#### [Given exercise 1]
Return the part of the forum thread starting at "Hey, I'm a lot" and ending at "made, no doubt.".
#### [Given exercise 2]
In the forum thread, which decades does FroggyKnight say all of the music in that collection comes from?

Lou---you just gotta turn down that headbanging [email protected]*^!! 

"almost like a mass suicide"--the vibrations dude....


----------



## oddlot (Jun 28, 2010)

Judy S said:


> Lou---you just gotta turn down that headbanging [email protected]*^!!
> 
> "almost like a mass suicide"--the vibrations dude....



Haha,I call it as I see it and I like to paint a picture of things........

Besides I'm more of a Pink Floyd kind of guy


----------



## Enlightened Rogue (Mar 21, 2006)

oddlot said:


> Haha,I call it as I see it and I like to paint a picture of things........
> 
> Besides I'm more of a Pink Floyd kind of guy


Judy, he like`s Pink Floyd like us!!!!!


----------



## FroggyKnight (Mar 14, 2013)

oddlot said:


> Haha,I call it as I see it and I like to paint a picture of things........
> 
> Besides I'm more of a Pink Floyd kind of guy


THATS good music


----------



## Enlightened Rogue (Mar 21, 2006)

FroggyKnight said:


> THATS good music


Damn Straight


----------



## billschwinn (Dec 17, 2008)

Enlightened Rogue said:


> Damn Straight


And whats wrong with 8o's metal, it still is getting new listeners!


----------



## oddlot (Jun 28, 2010)

We might be showing our age a little,but you gotta love Pink Floyd!


----------



## Judy S (Aug 29, 2010)

Some of us are more discerning than others....


----------



## oddlot (Jun 28, 2010)

billschwinn said:


> And whats wrong with 8o's metal, it still is getting new listeners!


You can throw in some metallica for a good mix.


----------



## FroggyKnight (Mar 14, 2013)

oddlot said:


> We might be showing our age a little,but you gotta love Pink Floyd!


Hey, I'm a lot younger than you think! All of my music is from the '60s, '70s and '80s so I guess you could say I was born in the wrong generation, but I prefer to think I'm here to keep this stuff alive



oddlot said:


> You can throw in some metallica for a good mix.


Dude, that is the best metal ever made, no doubt.


----------



## Enlightened Rogue (Mar 21, 2006)

From Giant Orange Iso`s to rock and roll....man I dig it here.


----------



## oddlot (Jun 28, 2010)

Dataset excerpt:

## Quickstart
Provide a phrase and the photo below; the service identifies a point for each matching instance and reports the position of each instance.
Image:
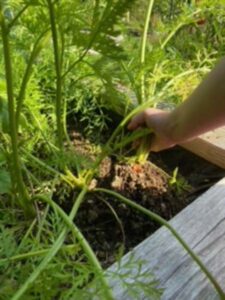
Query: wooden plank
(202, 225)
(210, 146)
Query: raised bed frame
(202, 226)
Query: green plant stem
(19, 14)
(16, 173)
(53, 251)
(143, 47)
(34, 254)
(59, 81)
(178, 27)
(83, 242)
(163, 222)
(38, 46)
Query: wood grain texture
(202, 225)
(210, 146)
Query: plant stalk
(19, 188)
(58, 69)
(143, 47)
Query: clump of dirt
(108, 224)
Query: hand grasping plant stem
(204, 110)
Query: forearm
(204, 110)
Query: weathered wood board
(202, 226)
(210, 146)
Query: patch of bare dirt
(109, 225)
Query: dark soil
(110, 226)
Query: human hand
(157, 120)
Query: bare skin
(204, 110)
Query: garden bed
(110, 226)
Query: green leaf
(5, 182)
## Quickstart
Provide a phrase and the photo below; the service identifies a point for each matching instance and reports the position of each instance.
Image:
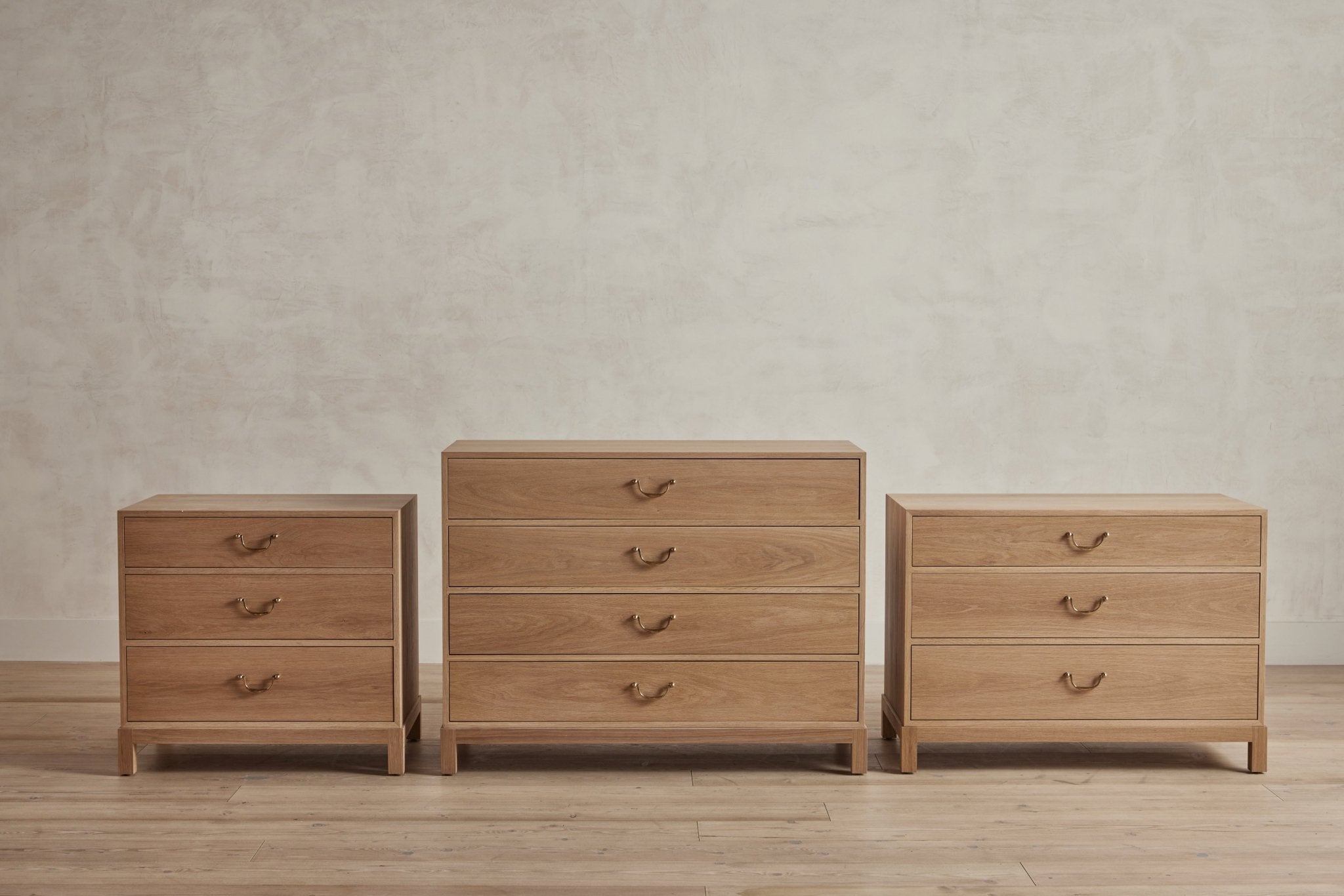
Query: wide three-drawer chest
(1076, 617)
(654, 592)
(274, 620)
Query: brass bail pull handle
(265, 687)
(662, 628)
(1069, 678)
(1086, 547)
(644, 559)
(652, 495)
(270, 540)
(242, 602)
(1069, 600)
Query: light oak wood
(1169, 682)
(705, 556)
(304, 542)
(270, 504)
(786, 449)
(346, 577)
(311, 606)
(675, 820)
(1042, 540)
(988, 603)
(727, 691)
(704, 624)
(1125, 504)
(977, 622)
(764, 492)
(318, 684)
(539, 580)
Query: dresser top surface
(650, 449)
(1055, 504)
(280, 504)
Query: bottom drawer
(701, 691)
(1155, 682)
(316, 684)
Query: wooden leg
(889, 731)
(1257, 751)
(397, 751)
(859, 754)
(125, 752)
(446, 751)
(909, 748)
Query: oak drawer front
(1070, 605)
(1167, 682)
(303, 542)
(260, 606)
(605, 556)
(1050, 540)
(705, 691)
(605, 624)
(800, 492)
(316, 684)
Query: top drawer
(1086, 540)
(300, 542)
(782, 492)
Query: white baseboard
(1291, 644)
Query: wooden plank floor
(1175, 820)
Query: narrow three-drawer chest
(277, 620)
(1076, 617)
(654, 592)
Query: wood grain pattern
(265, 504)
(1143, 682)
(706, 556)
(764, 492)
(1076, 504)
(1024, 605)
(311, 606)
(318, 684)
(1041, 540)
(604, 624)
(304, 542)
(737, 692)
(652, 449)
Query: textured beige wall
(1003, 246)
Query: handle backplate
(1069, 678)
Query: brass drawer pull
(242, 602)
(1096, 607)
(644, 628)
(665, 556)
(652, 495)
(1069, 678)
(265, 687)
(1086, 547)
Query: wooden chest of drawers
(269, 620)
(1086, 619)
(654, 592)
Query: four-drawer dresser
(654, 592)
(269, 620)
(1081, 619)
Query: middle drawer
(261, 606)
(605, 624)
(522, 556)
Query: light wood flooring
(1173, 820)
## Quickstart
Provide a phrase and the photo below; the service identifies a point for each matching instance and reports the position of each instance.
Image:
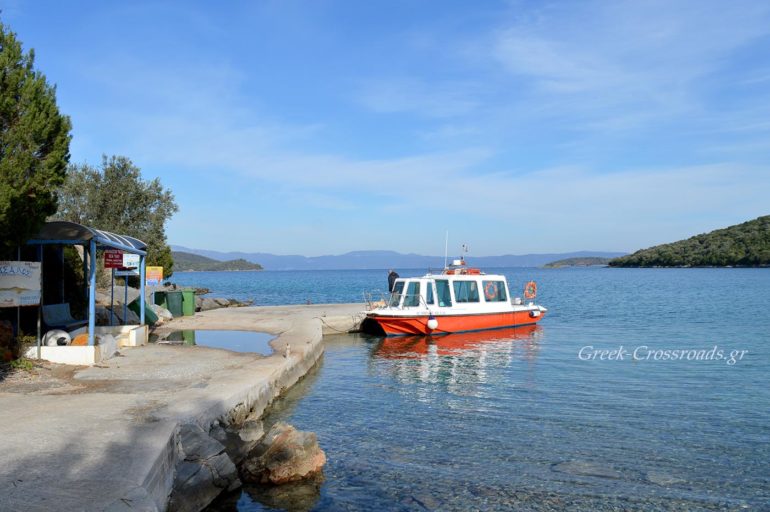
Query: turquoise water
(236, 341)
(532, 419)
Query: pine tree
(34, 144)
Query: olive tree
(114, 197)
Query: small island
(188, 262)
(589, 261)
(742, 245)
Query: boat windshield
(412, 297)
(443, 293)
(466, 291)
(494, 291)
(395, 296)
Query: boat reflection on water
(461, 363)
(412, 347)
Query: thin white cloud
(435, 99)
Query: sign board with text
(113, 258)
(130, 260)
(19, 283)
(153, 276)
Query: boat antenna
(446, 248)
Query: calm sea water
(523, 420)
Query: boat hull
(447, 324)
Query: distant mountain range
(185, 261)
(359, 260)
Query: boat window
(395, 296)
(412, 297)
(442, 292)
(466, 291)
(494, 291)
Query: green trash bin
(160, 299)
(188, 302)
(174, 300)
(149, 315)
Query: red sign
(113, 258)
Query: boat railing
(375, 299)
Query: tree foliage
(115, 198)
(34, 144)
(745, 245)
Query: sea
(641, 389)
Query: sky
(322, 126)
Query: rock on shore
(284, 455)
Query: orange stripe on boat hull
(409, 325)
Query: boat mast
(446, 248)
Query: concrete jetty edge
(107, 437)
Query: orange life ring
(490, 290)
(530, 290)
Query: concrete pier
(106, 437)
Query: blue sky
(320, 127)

==

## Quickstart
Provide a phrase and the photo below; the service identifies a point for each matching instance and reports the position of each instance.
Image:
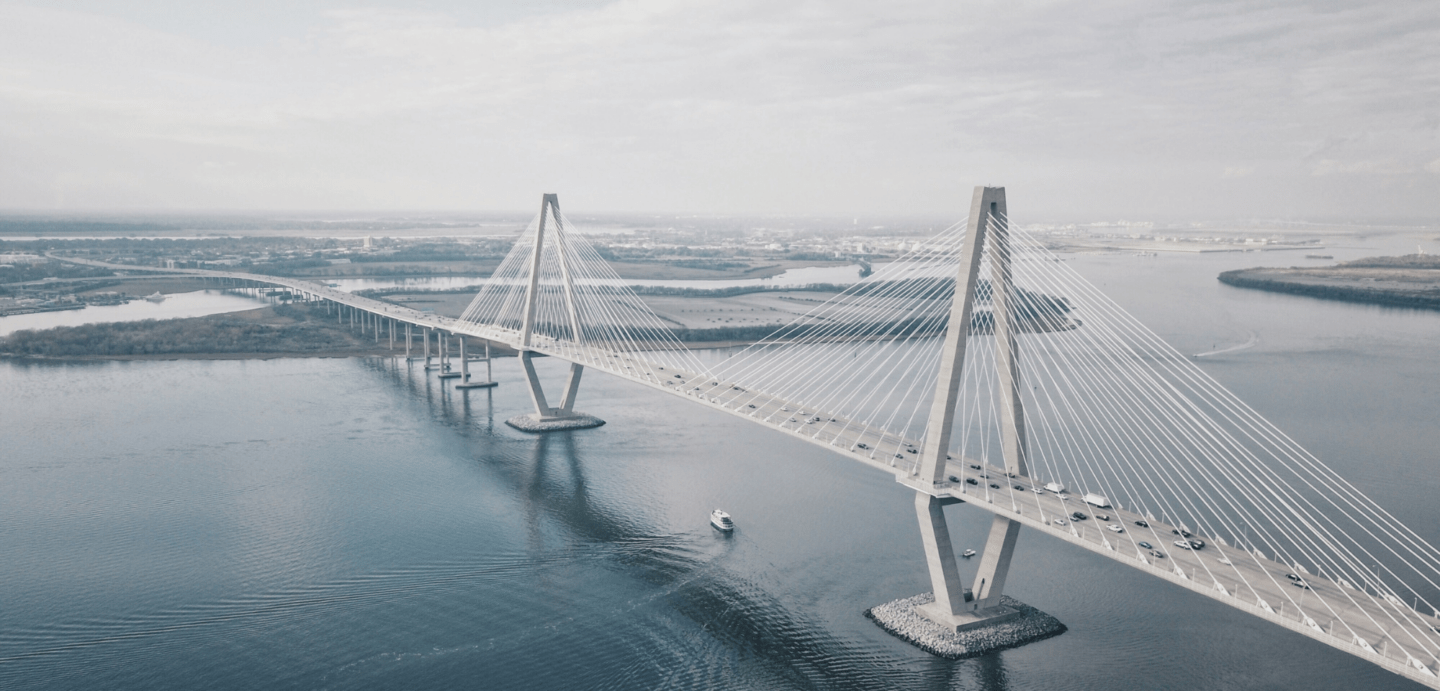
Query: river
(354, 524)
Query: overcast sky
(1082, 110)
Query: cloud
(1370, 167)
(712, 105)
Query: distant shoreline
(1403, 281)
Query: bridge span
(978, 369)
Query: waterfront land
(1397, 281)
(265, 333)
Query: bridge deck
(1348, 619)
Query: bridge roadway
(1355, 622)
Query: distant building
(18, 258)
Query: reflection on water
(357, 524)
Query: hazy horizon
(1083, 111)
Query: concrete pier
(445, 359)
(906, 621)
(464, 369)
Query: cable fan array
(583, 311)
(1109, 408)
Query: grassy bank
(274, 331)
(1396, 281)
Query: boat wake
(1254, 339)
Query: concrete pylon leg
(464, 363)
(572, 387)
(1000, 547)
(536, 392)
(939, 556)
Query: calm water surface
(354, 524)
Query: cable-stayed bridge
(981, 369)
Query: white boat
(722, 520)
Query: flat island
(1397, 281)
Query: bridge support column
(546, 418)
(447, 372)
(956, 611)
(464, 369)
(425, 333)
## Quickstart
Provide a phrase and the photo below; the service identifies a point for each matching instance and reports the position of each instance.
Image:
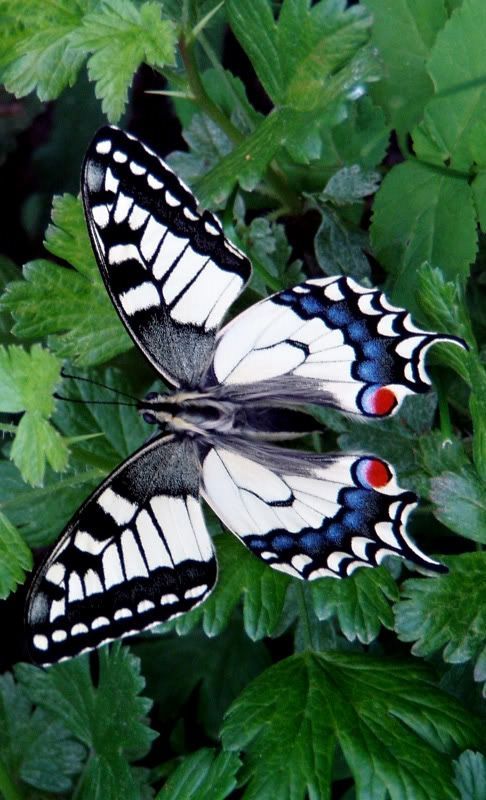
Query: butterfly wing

==

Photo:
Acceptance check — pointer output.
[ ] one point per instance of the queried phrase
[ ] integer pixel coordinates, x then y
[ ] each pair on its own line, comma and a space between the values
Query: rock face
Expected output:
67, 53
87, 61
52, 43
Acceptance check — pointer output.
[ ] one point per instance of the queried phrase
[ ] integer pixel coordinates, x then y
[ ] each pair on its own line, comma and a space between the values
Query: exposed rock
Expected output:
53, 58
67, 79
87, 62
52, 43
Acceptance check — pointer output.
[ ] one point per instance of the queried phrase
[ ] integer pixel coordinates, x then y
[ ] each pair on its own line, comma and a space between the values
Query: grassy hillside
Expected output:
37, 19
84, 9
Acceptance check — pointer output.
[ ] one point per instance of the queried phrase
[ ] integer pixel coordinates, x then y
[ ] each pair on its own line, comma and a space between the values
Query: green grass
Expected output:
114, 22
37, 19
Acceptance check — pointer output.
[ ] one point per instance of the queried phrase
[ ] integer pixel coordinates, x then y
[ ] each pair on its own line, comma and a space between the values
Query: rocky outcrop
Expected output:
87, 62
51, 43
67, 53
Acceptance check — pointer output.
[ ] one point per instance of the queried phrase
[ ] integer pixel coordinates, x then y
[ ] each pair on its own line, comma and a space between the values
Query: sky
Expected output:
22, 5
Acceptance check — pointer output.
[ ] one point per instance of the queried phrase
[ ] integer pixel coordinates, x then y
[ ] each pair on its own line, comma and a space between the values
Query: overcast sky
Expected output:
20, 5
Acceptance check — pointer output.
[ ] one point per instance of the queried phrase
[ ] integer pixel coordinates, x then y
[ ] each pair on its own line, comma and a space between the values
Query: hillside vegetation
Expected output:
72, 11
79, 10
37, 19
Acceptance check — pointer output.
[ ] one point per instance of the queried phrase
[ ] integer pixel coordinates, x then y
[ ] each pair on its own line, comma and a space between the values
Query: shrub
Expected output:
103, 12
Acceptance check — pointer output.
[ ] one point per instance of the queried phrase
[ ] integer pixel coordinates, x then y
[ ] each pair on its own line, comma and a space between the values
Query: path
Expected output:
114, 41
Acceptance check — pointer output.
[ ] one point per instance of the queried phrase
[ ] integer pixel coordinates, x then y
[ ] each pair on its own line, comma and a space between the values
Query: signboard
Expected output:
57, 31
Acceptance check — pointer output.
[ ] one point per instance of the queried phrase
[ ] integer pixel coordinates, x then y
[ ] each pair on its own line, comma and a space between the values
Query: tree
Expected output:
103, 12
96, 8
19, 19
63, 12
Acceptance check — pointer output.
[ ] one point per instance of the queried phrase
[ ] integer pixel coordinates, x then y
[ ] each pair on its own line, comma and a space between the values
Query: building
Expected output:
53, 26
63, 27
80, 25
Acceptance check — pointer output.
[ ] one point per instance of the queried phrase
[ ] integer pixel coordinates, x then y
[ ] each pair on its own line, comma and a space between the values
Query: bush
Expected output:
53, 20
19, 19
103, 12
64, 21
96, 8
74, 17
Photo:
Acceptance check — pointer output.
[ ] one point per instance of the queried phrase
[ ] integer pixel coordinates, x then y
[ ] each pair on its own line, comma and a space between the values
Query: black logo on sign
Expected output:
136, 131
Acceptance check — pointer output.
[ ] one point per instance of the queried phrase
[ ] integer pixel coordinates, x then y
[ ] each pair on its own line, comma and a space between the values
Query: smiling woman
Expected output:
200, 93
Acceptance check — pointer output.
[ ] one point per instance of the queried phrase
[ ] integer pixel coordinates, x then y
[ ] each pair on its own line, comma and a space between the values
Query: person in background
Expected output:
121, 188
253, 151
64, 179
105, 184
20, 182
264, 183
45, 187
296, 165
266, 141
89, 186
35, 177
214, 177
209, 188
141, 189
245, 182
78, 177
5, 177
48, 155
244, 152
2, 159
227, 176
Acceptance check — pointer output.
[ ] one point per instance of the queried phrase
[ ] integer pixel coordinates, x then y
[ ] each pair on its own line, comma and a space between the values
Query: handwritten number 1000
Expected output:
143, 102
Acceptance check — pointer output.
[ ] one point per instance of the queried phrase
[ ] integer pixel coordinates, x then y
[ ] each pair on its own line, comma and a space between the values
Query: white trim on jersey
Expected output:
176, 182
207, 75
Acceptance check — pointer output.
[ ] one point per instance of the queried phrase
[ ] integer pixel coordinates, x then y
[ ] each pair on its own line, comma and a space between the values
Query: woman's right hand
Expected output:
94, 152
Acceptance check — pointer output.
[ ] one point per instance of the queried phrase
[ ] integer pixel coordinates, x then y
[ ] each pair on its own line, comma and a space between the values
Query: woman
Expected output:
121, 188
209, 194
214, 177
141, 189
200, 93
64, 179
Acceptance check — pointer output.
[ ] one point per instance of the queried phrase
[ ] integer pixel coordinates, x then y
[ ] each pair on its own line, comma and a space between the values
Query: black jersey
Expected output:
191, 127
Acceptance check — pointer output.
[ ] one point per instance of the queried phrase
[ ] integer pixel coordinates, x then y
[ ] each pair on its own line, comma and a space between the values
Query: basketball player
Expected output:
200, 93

#### [Output 1]
Hey, I'm a lot younger than you think! All of my music is from the '60s, '70s and '80s so I guess you could say I was born in the wrong generation, but I prefer to think I'm here to keep this stuff alive



oddlot said:


> You can throw in some metallica for a good mix.


Dude, that is the best metal ever made, no doubt.

#### [Output 2]
The '60s, '70s and '80s.